## Textauszug
━━━━━━━━━━━━━━━━━━━━

Begründung: „Das Bundesministerium für Arbeit plant zum 1.1.2025 einen Wechsel in der Zuständigkeit für die Betreuung junger Erwachsener und Jugendlicher im Alter von unter 25 Jahren. Dies halten wir aus mehreren Gründen für eine Fehlentscheidung:
- Die Betreuung arbeitsloser Jugendlicher erfolgt ganzheitlich, d.h. in den Bedarfsgemeinschaften und in den Familien. Die Agentur für Arbeit hat dagegen den einzelnen „Kunden“ im Blick und würde dabei regemäßig die komplexen Problemlagen und Lebensumstände der jungen Menschen übersehen. Im Bereich U25 geht es nicht primär um Ausbildungsvermittlung, sondern in vielen Fällen um eine Stabilisierung der jeweiligen sozialen und gesundheitlichen Situation. Es geht um Orientierung perspektivloser Jugendlicher und um Unterstützung bei einem Herantasten der jungen Menschen an den Ausbildungs- und Arbeitsmarkt. Das Jobcenter ist mit der Kompetenz seiner Mitarbeiter hervorragend aufgestellt.
- Die Jobcenter verfügen über Strukturen und Netzwerke in der Kommune. Das hat die Agentur für Arbeit nicht, aber ohne diese Strukturen ist die komplexe Hilfestellung nicht möglich. Auch wenn zunächst keine Änderungen bei den Förderangeboten vorgesehen sind, werden möglicherweise die innovativen, nicht standardisierten und auf die kommunalen Gegebenheiten orientierten Förderangebote wie Produktionsschule, Arbeitsgelegenheiten, individuelle Aktivierungshilfen u.a. unter die Räder kommen. Somit würde die in den letzten Jahren gebeutelte Trägerlandschaft weiter destabilisiert.

━━━━━━━━━━━━━━━━━━━━

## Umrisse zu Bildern
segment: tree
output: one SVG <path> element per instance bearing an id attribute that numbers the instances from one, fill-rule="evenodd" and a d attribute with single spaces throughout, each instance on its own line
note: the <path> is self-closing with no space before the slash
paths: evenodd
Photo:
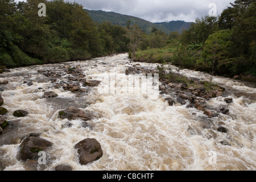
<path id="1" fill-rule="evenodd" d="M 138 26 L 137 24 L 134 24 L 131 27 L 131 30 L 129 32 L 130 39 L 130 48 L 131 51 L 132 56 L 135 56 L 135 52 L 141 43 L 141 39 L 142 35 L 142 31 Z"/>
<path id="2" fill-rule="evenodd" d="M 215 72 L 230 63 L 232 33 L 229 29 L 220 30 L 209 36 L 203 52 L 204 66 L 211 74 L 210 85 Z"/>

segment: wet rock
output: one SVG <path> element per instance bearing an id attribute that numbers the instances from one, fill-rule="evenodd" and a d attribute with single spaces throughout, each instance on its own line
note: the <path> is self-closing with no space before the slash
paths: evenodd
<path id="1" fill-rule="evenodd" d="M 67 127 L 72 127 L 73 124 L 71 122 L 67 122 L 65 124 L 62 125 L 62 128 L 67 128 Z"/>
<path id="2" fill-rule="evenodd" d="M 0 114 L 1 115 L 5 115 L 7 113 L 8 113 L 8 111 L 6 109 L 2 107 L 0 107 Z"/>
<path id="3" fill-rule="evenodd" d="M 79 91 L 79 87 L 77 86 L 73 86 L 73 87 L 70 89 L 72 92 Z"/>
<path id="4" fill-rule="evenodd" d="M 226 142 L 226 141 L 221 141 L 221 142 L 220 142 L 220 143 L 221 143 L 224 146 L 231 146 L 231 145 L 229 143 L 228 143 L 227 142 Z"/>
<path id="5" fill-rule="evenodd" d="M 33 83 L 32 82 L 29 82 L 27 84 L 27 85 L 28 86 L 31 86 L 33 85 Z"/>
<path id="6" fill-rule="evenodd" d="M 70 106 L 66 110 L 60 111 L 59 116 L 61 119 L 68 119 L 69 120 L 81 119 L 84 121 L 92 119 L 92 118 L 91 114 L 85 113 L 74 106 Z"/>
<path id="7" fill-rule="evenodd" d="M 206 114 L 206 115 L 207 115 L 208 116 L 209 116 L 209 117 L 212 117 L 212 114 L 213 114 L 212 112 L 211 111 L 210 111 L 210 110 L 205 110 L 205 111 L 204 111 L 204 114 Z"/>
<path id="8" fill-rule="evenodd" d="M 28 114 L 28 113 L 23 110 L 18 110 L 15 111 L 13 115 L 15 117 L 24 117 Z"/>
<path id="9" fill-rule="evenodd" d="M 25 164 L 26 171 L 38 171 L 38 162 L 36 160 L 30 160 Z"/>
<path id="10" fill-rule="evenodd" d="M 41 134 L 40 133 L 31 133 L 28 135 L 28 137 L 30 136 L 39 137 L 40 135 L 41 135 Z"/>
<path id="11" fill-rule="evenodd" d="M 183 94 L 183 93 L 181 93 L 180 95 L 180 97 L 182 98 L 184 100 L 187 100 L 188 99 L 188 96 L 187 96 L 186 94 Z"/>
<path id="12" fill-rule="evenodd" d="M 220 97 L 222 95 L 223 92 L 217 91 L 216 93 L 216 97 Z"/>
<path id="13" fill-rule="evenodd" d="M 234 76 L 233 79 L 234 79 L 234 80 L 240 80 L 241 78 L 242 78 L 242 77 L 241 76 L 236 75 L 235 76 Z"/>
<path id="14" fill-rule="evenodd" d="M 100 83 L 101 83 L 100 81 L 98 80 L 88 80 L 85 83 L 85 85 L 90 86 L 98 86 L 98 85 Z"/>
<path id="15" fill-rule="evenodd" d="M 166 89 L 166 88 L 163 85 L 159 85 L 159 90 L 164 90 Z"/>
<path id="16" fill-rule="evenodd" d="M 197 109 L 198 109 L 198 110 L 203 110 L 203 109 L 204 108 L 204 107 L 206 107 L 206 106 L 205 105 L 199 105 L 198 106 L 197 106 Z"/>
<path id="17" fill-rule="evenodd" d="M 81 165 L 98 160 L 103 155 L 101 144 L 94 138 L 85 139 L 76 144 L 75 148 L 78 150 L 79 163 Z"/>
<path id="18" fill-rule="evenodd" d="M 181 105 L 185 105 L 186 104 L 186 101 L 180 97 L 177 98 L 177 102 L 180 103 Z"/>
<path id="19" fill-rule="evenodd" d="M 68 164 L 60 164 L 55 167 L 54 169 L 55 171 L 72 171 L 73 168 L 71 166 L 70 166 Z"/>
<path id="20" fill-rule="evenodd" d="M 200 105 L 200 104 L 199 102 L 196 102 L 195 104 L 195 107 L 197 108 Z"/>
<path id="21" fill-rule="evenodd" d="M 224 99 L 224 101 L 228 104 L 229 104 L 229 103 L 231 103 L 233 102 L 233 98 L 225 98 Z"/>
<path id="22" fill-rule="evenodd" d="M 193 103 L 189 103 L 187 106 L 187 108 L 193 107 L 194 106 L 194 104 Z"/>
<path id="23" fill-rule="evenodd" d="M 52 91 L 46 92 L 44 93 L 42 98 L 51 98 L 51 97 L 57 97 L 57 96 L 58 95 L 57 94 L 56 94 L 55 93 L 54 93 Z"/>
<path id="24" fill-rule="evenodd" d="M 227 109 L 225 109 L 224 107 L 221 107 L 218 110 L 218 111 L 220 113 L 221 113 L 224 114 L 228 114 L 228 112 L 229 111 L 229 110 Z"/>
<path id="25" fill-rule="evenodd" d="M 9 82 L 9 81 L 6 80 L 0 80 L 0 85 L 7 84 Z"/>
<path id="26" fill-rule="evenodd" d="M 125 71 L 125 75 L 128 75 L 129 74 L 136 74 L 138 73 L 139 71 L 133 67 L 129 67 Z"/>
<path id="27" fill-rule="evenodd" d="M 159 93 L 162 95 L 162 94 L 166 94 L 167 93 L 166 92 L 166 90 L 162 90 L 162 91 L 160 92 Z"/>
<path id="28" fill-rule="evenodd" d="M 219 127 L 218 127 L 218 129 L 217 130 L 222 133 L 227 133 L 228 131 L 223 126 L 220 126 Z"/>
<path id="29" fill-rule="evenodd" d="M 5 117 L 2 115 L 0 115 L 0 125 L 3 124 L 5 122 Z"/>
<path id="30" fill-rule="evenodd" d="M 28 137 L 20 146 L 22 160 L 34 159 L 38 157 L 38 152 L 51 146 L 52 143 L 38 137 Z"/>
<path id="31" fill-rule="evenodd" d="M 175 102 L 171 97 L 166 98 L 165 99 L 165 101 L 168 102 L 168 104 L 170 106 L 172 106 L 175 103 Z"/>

━━━━━━━━━━━━━━━━━━━━

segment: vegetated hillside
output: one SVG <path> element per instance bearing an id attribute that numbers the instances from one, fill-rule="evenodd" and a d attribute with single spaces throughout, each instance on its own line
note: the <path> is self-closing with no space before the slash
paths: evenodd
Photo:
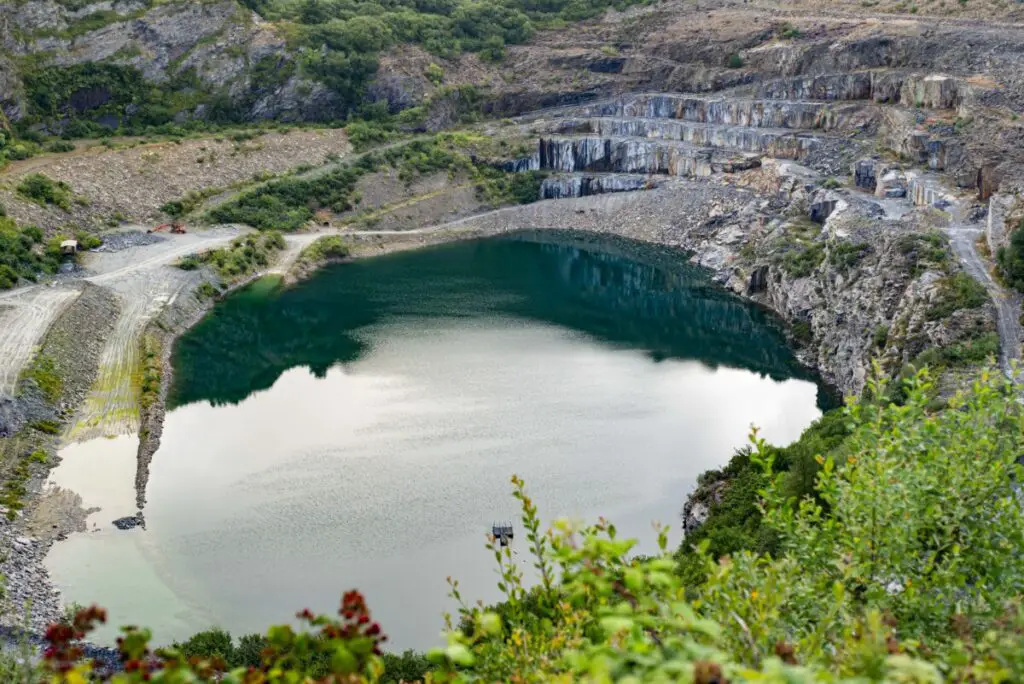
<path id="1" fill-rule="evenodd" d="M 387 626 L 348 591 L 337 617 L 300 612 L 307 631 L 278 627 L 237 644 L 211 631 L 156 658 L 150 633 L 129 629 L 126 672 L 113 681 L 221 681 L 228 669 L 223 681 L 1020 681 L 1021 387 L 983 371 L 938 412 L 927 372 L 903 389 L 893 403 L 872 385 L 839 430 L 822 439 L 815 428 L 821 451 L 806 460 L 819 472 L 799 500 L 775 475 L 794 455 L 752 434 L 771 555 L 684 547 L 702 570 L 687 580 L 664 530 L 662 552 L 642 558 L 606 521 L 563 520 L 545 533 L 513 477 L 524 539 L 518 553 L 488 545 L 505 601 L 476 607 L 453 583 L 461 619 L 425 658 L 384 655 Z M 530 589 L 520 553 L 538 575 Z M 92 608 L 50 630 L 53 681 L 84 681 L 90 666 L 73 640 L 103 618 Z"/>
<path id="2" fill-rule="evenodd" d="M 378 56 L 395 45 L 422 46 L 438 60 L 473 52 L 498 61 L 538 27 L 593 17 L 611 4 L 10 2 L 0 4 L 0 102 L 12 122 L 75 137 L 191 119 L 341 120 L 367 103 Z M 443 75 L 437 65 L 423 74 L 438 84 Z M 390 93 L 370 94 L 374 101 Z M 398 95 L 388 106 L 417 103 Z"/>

━━━━━━━━━━━━━━━━━━━━

## Zu erledigen
A - Zitiere aus dem Text über die Betreuung Jugendlicher unter 25 die Stelle zwischen „- Die Jobcenter“ und „Trägerlandschaft weiter destabilisiert.“, beide eingeschlossen.
B - Welche Förderangebote zählt der Text über die Betreuung Jugendlicher unter 25 als Beispiele auf?

## Lösungen
A -
- Die Jobcenter verfügen über Strukturen und Netzwerke in der Kommune. Das hat die Agentur für Arbeit nicht, aber ohne diese Strukturen ist die komplexe Hilfestellung nicht möglich. Auch wenn zunächst keine Änderungen bei den Förderangeboten vorgesehen sind, werden möglicherweise die innovativen, nicht standardisierten und auf die kommunalen Gegebenheiten orientierten Förderangebote wie Produktionsschule, Arbeitsgelegenheiten, individuelle Aktivierungshilfen u.a. unter die Räder kommen. Somit würde die in den letzten Jahren gebeutelte Trägerlandschaft weiter destabilisiert.

B -
- Produktionsschule
- Arbeitsgelegenheiten
- individuelle Aktivierungshilfen